> To do
[a] Reproduce word for word the part of the bundled payments article that begins with the words containing "The study examined" and ends with "those that didn't.".
[b] According to the bundled payments article, which kinds of hospitals were less likely to partner with consulting firms for the BPCIA program?

> Document text

Hospitals participate more in CMS' bundled payments program when they have consultants

Katie Adams - Print  | 

Hospital partnerships with private consulting firms lead to greater participation in CMS' Bundled Payments for Care Improvement Advanced program, according to a study published in the August issue of Health Affairs.

The BPCIA program is a voluntary Medicare bundled payment model in which CMS sets benchmarks for spending on specific clinical episodes. If a hospital spends less than a benchmark for a clinical episode, it gets a reward, but if it spends more, it must pay a penalty.

When a hospital partners with a third-party consulting firm for the BPCIA program, they both share the program's financial risk. 

The study examined Medicare fee-for-service claims for beneficiaries who were discharged between Jan. 1, 2013, and Sept. 30, 2016, using a sample that included 2,988 hospitals across 28 BPCIA inpatient clinical episodes. 

Among hospitals participating in at least one of the program's clinical episodes, hospitals that partnered with consulting firms were more likely to select episodes with higher target prices. Additionally, hospitals that partnered with consulting firms were more likely than those that didn't to select clinical episodes with better opportunities to reduce spending on postacute care and readmissions.

Hospitals that partnered with consulting firms also participated in more of the program's clinical episodes than those that didn't.

The study also found that teaching and nonprofit hospitals were less likely to partner with consulting firms for the BPCIA program.

> Information supplied

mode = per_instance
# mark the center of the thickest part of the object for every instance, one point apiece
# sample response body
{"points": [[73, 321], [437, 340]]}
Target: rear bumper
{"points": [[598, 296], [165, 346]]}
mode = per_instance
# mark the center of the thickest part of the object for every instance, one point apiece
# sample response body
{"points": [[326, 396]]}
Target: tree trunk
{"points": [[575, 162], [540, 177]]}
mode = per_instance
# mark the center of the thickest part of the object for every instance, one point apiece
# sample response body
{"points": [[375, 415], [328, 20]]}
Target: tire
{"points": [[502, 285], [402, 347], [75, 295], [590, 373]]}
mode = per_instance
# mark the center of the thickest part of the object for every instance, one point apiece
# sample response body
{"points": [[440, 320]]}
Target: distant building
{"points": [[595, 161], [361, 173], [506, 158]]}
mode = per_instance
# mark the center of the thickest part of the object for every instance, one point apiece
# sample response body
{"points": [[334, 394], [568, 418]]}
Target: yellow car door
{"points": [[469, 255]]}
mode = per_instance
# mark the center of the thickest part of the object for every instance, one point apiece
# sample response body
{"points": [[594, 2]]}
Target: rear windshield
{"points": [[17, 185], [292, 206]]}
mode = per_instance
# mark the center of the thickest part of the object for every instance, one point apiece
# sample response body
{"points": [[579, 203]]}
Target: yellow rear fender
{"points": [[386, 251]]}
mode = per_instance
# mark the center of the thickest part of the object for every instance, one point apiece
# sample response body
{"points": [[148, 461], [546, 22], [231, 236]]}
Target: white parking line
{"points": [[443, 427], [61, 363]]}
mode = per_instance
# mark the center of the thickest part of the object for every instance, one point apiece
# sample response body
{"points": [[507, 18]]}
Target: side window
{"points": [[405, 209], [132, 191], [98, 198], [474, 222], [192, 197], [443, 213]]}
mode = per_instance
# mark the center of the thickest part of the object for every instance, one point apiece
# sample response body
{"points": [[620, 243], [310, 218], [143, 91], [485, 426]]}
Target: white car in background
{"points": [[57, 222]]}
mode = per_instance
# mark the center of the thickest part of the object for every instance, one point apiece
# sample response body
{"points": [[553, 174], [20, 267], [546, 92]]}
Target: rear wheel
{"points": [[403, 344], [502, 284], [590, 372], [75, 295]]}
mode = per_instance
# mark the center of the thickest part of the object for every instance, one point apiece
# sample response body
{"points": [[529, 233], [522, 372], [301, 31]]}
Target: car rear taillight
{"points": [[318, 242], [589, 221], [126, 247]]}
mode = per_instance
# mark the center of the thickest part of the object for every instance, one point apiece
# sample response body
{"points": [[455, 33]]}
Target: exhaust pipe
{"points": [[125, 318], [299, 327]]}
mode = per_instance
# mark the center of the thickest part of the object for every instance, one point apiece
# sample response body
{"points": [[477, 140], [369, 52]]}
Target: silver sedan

> Your responses
[a]
The study examined Medicare fee-for-service claims for beneficiaries who were discharged between Jan. 1, 2013, and Sept. 30, 2016, using a sample that included 2,988 hospitals across 28 BPCIA inpatient clinical episodes. 

Among hospitals participating in at least one of the program's clinical episodes, hospitals that partnered with consulting firms were more likely to select episodes with higher target prices. Additionally, hospitals that partnered with consulting firms were more likely than those that didn't to select clinical episodes with better opportunities to reduce spending on postacute care and readmissions.

Hospitals that partnered with consulting firms also participated in more of the program's clinical episodes than those that didn't.

[b] Teaching and nonprofit hospitals.